[begin Dataset extract]

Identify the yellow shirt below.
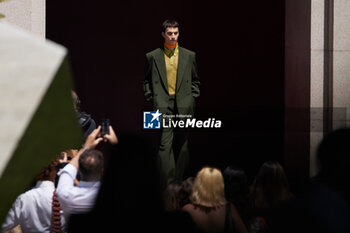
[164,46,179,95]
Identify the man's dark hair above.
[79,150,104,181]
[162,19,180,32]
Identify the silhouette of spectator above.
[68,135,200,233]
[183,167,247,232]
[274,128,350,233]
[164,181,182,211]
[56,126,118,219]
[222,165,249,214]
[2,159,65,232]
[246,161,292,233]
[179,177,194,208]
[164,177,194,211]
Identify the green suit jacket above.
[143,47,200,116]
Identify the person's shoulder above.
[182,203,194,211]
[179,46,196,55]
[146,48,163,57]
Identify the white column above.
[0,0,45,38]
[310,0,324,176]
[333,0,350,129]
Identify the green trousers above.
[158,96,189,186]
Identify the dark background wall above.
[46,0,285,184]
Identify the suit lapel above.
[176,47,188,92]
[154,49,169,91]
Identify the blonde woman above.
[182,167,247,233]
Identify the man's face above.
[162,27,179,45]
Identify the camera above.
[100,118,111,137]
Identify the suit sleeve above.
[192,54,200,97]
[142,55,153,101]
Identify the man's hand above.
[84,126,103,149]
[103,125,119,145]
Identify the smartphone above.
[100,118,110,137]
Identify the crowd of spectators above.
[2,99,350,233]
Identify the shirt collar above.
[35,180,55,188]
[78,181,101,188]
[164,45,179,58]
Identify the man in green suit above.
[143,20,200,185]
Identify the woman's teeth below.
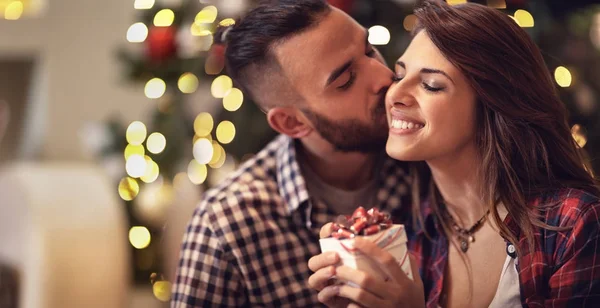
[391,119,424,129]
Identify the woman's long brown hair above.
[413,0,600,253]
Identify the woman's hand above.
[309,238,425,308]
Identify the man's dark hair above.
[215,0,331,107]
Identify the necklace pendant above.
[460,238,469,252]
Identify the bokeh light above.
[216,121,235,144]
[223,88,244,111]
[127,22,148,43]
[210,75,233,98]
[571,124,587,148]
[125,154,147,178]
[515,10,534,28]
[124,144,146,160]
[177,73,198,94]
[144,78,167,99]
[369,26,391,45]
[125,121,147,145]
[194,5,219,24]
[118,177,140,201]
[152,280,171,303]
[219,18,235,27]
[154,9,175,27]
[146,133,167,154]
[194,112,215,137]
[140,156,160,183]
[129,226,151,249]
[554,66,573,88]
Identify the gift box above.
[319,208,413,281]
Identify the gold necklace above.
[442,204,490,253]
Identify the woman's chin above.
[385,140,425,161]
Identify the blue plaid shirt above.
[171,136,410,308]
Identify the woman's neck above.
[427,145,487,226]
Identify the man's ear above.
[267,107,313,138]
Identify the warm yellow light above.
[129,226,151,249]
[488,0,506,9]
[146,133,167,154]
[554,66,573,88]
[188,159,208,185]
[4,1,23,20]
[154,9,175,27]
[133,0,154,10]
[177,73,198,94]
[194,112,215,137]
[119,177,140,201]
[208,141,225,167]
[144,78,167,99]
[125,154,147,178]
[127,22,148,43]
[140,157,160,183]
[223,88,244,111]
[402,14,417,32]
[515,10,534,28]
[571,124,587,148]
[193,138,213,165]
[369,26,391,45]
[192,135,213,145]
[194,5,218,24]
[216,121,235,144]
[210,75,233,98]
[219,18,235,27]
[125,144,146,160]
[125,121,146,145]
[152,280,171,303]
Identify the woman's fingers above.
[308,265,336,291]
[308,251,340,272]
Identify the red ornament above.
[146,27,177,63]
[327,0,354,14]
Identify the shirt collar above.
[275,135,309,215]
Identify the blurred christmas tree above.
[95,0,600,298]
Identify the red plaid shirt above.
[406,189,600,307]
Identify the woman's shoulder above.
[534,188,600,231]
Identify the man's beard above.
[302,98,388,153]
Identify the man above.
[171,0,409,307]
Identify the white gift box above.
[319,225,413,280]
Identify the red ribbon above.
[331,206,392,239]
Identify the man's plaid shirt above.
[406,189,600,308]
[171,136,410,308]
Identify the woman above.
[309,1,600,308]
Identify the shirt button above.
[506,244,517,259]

[end Dataset extract]

In the listing above, rewrite the lines from the one holding "Identify the person's shoulder above." through the one holding "[100,118,111,137]", inclusive, replacing "green trousers" with "green pants" and keeping everything else the same. Give only those lines.

Identify the person's shoulder above.
[182,203,194,211]
[179,46,196,55]
[146,48,163,57]
Identify the white column above.
[0,0,45,38]
[310,0,324,176]
[333,0,350,129]
Identify the green pants above.
[158,96,189,186]
Identify the dark background wall above.
[46,0,285,184]
Identify the suit lapel above.
[176,47,188,92]
[154,49,169,91]
Identify the blonde woman above.
[182,167,247,233]
Identify the man's face above.
[162,27,179,45]
Identify the camera above.
[100,118,111,137]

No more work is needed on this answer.